• Activity
Extract, from the records beneath this instruction, each line that contains the word "below".

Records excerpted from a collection
::::::::::
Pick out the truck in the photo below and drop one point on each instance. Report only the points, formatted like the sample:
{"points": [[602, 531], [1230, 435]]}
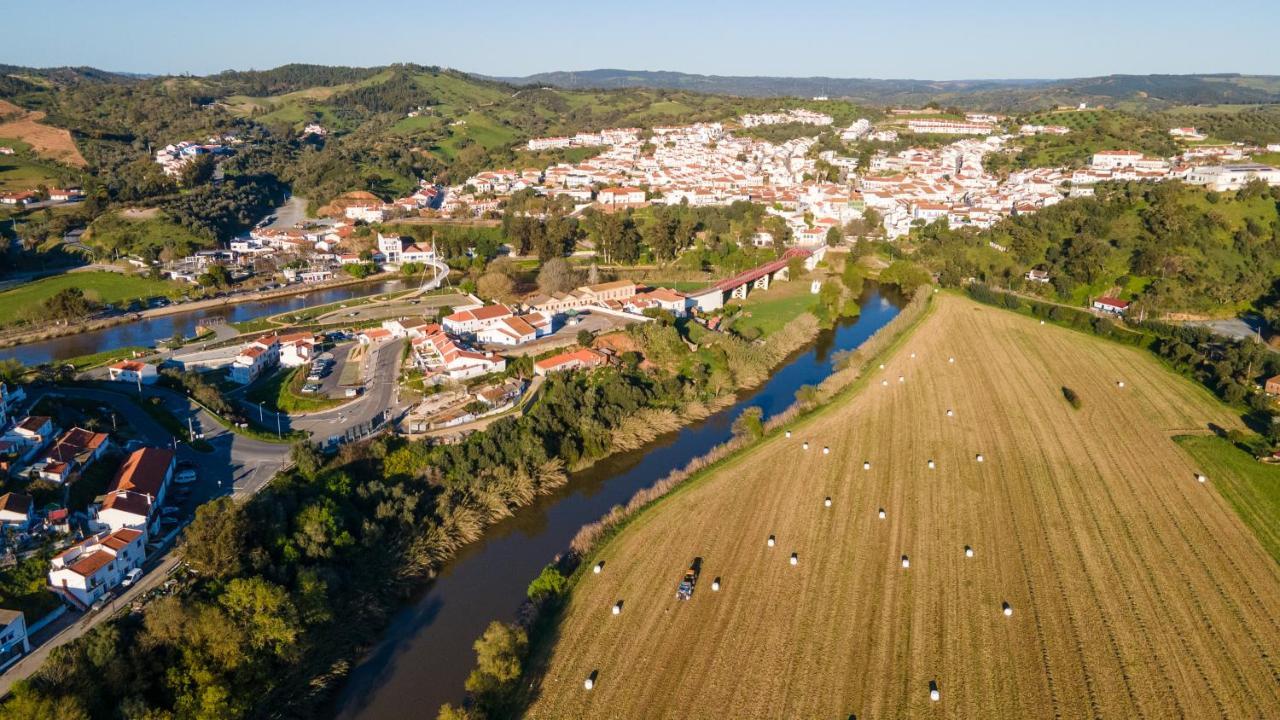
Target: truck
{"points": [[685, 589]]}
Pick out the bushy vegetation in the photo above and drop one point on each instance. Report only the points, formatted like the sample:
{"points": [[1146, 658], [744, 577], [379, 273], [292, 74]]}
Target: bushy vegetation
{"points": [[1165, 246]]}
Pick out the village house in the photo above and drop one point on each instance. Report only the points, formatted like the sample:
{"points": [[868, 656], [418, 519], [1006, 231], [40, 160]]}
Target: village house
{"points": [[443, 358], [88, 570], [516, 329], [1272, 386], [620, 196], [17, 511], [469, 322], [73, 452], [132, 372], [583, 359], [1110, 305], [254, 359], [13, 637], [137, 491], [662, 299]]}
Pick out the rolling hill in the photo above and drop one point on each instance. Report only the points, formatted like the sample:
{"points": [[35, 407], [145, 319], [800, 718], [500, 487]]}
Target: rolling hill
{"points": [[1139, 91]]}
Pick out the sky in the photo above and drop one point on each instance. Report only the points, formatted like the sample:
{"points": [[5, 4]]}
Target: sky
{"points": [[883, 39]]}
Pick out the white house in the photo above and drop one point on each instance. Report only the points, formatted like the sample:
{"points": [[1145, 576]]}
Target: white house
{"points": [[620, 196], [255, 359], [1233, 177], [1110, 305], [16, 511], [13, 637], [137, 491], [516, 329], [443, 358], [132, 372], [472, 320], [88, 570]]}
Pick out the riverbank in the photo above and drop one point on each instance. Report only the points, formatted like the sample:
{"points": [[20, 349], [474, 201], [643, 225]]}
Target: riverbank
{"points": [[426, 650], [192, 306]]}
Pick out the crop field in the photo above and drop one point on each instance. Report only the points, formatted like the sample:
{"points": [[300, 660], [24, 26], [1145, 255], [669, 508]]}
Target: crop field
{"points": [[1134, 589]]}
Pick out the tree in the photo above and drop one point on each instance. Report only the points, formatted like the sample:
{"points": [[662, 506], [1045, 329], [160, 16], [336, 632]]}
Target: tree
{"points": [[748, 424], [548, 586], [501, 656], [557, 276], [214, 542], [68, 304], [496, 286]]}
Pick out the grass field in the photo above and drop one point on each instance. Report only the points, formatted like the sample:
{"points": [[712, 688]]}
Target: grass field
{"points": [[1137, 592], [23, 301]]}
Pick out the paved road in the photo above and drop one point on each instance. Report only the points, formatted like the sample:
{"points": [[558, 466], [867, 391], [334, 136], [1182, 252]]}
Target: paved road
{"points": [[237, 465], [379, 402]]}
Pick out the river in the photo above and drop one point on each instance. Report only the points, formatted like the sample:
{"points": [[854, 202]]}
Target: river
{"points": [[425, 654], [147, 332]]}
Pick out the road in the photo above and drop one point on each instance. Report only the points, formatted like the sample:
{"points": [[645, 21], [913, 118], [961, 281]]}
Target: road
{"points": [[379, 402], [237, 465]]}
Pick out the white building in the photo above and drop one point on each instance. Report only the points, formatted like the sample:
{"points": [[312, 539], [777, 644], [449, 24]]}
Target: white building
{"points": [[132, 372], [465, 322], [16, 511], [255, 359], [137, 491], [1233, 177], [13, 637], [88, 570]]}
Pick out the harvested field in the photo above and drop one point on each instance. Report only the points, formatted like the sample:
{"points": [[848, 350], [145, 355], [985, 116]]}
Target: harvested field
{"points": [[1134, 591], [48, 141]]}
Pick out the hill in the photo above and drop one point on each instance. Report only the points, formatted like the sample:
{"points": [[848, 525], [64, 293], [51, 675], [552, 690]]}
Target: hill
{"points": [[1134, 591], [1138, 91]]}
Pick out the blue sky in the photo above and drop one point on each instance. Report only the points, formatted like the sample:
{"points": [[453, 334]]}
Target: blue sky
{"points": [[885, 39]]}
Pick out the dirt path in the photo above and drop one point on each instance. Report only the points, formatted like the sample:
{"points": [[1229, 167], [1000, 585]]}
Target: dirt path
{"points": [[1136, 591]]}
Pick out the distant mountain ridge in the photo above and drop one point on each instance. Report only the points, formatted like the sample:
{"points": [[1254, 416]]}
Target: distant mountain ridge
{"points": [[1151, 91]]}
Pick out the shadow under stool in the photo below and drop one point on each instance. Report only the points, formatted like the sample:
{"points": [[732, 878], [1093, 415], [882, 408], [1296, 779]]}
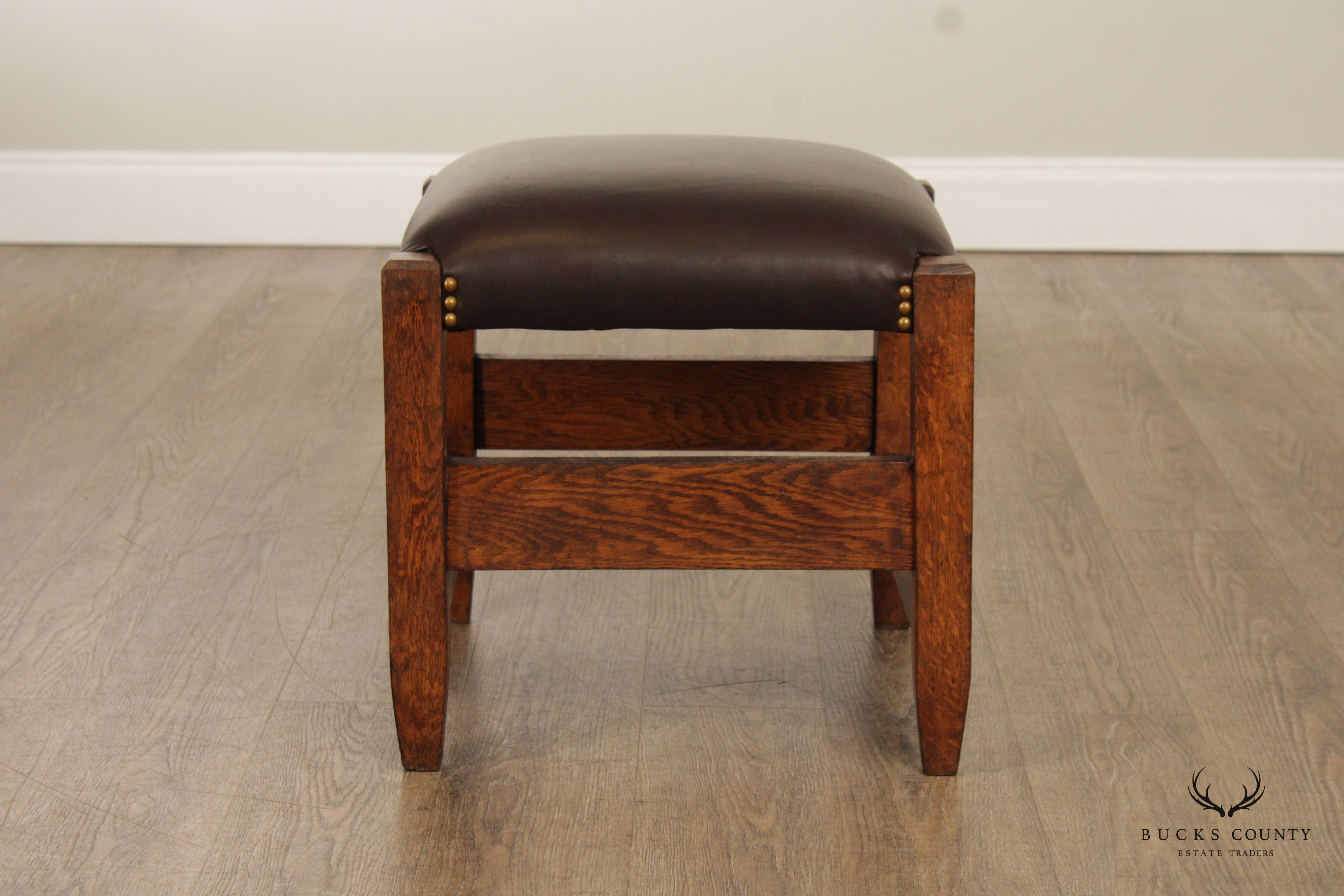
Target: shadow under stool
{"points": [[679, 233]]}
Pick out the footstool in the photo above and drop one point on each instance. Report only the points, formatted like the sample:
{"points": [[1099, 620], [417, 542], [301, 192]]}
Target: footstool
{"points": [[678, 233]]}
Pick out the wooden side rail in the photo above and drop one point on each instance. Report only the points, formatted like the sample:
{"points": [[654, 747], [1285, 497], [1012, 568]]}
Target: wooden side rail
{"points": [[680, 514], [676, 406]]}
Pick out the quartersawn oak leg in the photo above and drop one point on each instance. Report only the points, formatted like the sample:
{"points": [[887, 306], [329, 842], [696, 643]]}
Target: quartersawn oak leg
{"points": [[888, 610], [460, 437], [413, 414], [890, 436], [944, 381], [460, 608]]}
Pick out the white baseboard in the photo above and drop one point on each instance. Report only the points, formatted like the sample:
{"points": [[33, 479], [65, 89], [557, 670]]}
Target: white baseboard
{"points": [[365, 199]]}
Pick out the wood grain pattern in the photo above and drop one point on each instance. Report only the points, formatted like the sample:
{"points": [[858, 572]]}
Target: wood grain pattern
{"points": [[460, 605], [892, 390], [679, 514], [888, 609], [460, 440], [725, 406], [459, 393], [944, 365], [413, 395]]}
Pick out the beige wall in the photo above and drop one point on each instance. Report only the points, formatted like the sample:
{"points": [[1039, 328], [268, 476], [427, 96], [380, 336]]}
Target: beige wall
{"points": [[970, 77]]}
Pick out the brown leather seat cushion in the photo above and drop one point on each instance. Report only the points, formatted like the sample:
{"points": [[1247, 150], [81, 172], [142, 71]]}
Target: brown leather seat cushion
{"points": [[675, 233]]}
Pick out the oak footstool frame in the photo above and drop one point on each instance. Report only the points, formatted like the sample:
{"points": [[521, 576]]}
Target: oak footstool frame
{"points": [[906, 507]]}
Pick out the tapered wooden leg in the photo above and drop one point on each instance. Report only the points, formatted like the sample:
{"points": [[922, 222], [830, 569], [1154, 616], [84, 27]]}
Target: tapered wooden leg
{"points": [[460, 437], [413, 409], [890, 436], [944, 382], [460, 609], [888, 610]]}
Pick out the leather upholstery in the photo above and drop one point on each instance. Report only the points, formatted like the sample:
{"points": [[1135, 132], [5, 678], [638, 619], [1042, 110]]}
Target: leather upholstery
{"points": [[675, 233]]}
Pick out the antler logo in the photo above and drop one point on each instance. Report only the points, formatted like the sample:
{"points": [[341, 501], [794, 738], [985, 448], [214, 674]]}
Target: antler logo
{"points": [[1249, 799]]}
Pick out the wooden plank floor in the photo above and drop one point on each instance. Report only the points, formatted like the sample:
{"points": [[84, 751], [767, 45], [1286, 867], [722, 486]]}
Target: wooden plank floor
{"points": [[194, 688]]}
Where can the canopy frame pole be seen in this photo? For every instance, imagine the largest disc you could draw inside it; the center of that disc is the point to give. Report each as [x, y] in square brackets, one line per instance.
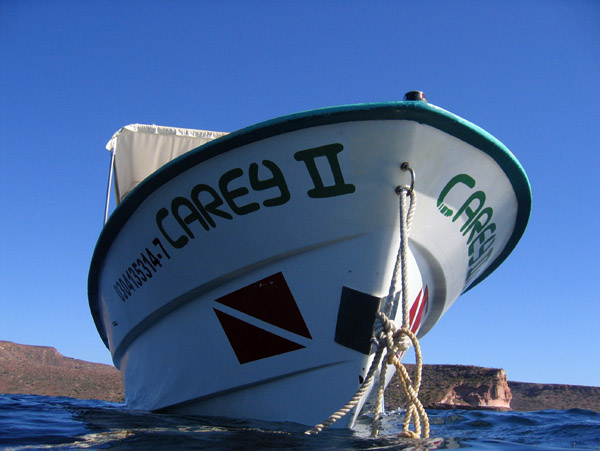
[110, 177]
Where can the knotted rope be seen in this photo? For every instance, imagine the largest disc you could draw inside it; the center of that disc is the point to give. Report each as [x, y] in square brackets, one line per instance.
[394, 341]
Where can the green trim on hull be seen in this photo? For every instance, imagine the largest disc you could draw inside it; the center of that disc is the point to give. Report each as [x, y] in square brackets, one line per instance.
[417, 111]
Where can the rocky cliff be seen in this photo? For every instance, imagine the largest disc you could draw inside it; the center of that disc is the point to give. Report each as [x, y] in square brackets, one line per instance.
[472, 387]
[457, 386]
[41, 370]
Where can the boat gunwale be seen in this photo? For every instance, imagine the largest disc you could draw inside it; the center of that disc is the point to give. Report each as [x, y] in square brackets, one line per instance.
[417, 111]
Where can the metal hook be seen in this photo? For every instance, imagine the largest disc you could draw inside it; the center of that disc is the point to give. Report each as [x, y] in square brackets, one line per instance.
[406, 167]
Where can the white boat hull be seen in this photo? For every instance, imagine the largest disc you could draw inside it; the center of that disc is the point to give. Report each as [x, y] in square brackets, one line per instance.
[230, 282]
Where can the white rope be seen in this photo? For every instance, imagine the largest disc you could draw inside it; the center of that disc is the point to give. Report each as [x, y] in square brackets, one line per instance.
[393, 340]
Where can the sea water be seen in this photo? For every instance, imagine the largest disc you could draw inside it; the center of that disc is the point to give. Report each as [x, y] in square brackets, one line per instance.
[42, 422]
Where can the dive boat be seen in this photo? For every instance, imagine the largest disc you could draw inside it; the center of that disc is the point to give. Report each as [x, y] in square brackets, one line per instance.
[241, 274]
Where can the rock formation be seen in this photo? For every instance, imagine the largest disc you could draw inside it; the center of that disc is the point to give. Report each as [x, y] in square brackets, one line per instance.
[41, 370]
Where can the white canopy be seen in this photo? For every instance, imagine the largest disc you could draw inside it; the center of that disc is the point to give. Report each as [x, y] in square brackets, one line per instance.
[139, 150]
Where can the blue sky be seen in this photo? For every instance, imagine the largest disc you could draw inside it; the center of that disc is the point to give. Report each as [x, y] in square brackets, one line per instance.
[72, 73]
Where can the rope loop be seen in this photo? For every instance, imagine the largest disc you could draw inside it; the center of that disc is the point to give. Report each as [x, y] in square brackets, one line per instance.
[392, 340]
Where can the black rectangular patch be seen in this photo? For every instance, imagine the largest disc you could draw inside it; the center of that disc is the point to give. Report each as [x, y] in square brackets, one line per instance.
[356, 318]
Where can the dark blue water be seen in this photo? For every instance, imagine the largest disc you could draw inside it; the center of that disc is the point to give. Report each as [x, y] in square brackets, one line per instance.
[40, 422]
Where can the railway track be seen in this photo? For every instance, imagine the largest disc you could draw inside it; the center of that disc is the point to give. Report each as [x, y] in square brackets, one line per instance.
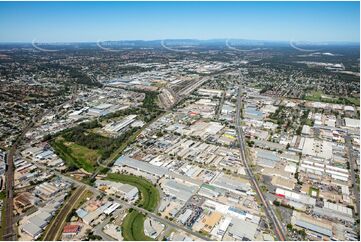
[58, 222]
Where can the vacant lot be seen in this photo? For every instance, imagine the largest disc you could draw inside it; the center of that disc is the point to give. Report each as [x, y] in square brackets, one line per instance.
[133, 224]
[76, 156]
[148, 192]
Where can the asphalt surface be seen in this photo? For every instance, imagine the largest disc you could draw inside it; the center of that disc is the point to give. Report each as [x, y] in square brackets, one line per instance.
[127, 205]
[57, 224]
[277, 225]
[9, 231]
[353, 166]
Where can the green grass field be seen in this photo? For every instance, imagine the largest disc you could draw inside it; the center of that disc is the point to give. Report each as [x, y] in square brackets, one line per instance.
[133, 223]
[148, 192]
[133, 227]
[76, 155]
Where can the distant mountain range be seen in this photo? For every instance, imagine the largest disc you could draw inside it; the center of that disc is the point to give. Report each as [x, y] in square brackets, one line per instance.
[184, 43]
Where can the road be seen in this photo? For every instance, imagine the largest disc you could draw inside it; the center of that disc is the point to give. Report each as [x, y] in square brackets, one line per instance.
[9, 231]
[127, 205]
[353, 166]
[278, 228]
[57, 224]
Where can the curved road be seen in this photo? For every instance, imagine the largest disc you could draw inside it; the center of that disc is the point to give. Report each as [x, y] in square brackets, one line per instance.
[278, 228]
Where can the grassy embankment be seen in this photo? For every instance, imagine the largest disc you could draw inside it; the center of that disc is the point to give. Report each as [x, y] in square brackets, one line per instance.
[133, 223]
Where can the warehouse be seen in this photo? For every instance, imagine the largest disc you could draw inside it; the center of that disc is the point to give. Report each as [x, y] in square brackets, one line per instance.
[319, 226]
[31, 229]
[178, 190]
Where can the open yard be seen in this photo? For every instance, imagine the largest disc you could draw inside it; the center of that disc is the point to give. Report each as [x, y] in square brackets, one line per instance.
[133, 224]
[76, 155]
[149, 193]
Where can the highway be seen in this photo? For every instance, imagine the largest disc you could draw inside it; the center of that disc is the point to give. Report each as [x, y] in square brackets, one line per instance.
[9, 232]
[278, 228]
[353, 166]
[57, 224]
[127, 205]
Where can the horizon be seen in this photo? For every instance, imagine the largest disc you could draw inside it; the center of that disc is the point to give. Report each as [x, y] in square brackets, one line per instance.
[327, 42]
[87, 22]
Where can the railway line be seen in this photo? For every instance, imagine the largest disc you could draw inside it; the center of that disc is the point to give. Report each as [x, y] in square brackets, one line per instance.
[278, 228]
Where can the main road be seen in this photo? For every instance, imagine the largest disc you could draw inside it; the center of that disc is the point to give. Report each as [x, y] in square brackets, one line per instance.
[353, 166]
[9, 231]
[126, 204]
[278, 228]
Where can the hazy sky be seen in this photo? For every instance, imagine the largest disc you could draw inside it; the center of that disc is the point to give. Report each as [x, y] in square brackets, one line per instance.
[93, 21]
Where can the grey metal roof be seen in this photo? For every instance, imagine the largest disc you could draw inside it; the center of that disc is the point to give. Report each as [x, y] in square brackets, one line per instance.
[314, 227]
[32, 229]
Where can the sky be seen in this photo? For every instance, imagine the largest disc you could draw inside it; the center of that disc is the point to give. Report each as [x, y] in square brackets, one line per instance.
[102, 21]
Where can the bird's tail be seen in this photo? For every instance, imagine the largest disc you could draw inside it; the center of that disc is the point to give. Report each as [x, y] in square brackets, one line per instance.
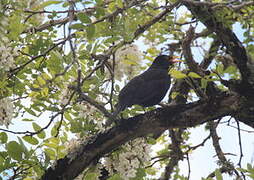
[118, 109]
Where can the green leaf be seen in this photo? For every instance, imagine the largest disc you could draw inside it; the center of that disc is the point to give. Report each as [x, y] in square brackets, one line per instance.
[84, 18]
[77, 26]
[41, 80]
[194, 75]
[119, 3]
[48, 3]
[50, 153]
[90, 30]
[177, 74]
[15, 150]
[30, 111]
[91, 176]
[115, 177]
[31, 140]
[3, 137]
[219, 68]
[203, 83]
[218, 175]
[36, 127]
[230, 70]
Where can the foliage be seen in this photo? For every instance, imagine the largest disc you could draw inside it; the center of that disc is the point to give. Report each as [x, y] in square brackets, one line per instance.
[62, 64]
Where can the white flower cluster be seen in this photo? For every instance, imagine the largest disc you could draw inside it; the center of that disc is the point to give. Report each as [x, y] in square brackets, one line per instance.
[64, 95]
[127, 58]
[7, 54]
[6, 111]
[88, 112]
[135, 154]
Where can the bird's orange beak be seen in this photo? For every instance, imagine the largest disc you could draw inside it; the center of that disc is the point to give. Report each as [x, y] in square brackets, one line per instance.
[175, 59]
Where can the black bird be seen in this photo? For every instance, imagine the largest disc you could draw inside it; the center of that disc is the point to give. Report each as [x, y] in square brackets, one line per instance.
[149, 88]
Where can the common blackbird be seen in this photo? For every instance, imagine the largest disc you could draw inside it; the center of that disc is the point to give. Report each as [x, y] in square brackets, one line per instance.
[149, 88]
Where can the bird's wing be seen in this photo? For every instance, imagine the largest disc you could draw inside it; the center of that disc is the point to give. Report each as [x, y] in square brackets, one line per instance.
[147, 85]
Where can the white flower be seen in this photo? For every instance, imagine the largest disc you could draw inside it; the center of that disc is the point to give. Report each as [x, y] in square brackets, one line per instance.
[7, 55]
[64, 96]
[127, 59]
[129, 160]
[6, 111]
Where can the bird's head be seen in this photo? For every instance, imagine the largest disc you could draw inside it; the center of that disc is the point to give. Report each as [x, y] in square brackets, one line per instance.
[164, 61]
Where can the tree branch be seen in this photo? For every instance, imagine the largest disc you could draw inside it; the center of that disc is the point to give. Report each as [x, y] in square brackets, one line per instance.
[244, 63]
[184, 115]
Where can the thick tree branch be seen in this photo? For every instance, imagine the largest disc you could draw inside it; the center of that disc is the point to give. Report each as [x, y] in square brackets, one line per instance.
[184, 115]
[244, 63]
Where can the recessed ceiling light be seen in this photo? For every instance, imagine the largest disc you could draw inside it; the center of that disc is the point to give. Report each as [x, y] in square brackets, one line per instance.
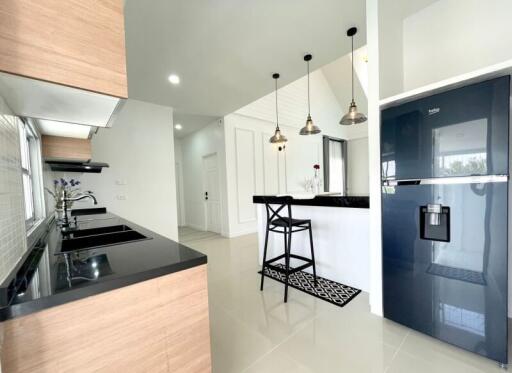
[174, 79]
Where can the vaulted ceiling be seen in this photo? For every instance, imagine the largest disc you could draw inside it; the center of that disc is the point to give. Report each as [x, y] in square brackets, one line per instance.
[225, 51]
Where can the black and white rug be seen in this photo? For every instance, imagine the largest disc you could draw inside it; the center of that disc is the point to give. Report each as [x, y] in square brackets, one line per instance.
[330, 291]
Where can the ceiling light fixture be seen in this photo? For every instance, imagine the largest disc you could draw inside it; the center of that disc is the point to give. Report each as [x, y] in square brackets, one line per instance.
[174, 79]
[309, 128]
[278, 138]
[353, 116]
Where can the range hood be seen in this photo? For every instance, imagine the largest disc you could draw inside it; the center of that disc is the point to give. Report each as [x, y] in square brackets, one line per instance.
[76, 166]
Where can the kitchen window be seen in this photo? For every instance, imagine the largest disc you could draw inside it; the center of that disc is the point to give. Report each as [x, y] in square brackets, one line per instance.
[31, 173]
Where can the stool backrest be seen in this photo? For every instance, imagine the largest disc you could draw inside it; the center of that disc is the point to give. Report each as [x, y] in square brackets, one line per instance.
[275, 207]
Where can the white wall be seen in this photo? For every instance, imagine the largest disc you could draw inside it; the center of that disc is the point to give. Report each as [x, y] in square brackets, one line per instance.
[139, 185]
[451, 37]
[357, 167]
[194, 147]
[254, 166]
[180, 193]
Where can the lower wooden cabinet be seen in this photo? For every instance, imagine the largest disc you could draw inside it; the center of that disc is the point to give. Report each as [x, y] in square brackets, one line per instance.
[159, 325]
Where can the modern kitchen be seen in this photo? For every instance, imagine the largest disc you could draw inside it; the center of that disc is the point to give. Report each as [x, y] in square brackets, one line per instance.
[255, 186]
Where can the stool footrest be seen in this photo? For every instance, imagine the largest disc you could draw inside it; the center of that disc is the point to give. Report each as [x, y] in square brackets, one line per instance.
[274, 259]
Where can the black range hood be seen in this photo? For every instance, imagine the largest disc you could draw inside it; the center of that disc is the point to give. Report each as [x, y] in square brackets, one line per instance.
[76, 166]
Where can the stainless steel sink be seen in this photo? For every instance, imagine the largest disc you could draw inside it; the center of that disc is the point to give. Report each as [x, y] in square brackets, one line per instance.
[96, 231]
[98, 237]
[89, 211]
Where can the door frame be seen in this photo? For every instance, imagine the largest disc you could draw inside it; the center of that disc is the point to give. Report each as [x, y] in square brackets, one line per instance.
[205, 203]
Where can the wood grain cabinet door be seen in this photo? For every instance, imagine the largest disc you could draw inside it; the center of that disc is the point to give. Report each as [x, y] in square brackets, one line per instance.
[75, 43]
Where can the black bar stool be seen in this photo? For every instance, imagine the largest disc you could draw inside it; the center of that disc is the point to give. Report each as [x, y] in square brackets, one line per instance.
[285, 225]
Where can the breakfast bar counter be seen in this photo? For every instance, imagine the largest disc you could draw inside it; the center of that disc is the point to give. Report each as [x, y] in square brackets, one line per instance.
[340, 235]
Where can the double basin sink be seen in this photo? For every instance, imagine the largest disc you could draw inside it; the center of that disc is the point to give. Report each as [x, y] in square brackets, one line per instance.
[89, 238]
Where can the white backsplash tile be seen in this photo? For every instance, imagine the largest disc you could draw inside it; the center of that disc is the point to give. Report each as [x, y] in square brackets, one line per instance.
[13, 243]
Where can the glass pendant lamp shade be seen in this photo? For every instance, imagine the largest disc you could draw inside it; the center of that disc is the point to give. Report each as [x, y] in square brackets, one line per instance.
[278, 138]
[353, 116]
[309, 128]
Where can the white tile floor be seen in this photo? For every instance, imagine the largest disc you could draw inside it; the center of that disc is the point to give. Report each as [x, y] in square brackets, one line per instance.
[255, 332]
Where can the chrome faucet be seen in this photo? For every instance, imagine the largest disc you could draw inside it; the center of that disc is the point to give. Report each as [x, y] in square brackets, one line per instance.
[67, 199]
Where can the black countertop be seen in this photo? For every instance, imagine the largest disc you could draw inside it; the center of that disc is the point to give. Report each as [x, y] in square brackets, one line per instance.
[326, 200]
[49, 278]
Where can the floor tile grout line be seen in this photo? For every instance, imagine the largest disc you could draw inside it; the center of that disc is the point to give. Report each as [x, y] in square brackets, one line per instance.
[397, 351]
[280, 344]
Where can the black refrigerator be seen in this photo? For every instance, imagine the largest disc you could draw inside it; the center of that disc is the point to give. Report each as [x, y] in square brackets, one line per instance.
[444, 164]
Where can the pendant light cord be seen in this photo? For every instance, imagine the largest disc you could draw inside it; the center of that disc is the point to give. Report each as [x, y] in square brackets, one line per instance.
::::::::::
• Answer to the problem
Pick out the truck in the photo below and drop one point on each instance. Report only the points, formatted like the sample:
Pick out the shadow under stool in the photo below and drop one point on each instance. Report only the points, formatted like the sample:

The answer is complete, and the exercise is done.